■ Document passage ■
━━━━━━━━━━━━━━━━━━━━
IT Interface With Clients
“By building an interface between our pathology group’s software system and gMed, the GI can electronically complete and transmit test requisitions. Our pathology reports transmit electronically into the patient EMR at the GI’s office,” explained Onofry.
Another major GI information systems is ProVation™ MD, offered by ProVation Medical Systems, Inc. (formerly cMore Medical Solutions), of Minneapolis, Minnesota. But it is gMed which successfully entered into strategic relationships with several national AP firms focused on the GI biopsy market.
Reading The Tea Leaves
THE DARK REPORT considers the competitive evolution of the GI biopsy marketplace to be a significant event. During the 1990s, urologists were wooed by the first generation of AP- based national lab companies, including UroCor, Inc. and DIANON Systems, Inc. (See sidebar below) These companies forever changed the expectations, and lab testing relationships, for most of the nation’s urologists.
The interest of national AP companies in forming strategic alliances with gMed is a good indication that the longstanding status quo between gastroenterologists and local pathology group practices is about to undergo a similar transformation. Several years from now, it will probably take a more complete menu of laboratory tests and enhanced services to win—and keep—the lab testing business of gastroenterologists.
Local Path Groups
For local pathology group practices, this is not a welcome development. They are already beleaguered, under siege on a variety of fronts. Now local pathology groups will have to devote resources and time into protecting their best gastroenterology customers from the national AP companies.
The intensified competition for GI biopsies must also be viewed in a greater context. It is one more sign that the entire healthcare system is increasingly willing to consider a non-local solution to meet its needs. Local pathology groups need to craft a strategy to cope with this change.
━━━━━━━━━━━━━━━━━━━━
[Saved data entries]

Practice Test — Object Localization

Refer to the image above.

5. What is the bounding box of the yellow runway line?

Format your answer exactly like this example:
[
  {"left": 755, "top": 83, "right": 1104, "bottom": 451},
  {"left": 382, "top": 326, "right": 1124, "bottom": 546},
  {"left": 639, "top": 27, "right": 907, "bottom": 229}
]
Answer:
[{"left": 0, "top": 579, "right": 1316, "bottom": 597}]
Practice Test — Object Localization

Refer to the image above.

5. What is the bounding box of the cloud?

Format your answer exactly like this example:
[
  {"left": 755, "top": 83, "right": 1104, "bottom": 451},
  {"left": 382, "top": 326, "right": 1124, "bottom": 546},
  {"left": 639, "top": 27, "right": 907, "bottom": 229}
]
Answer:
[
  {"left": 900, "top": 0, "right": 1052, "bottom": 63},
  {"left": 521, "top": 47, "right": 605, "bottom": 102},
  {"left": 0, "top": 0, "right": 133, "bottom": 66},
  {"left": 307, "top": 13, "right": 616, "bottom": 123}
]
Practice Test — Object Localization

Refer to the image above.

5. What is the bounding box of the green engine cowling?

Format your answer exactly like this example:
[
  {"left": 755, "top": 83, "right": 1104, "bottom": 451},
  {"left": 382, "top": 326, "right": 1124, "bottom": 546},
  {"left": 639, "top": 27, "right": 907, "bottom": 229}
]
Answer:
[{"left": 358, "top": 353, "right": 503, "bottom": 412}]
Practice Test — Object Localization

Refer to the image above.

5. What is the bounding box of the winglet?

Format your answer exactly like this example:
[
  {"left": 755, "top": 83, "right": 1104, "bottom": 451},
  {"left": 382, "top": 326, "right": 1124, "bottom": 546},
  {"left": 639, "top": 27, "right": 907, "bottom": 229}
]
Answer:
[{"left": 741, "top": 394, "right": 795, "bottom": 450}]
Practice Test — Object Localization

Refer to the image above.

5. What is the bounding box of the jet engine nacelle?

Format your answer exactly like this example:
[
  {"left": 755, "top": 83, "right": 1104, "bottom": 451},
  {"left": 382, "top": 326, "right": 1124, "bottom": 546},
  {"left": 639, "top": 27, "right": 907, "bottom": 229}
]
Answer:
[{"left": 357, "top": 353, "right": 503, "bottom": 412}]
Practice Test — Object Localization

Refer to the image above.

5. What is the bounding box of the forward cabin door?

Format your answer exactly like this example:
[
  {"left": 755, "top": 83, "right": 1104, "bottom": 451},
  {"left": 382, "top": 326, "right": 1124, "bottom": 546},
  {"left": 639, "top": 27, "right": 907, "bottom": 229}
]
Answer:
━━━━━━━━━━━━━━━━━━━━
■ Tasks to carry out ■
a) Set down the part of the GI biopsy article from "The intensified competition" up to and including "with this change.".
b) According to the GI biopsy article, what was ProVation Medical Systems, Inc. formerly called?
These items have no connection to the GI biopsy article.

■ Answers for the tasks ■
a)
The intensified competition for GI biopsies must also be viewed in a greater context. It is one more sign that the entire healthcare system is increasingly willing to consider a non-local solution to meet its needs. Local pathology groups need to craft a strategy to cope with this change.

b) cMore Medical Solutions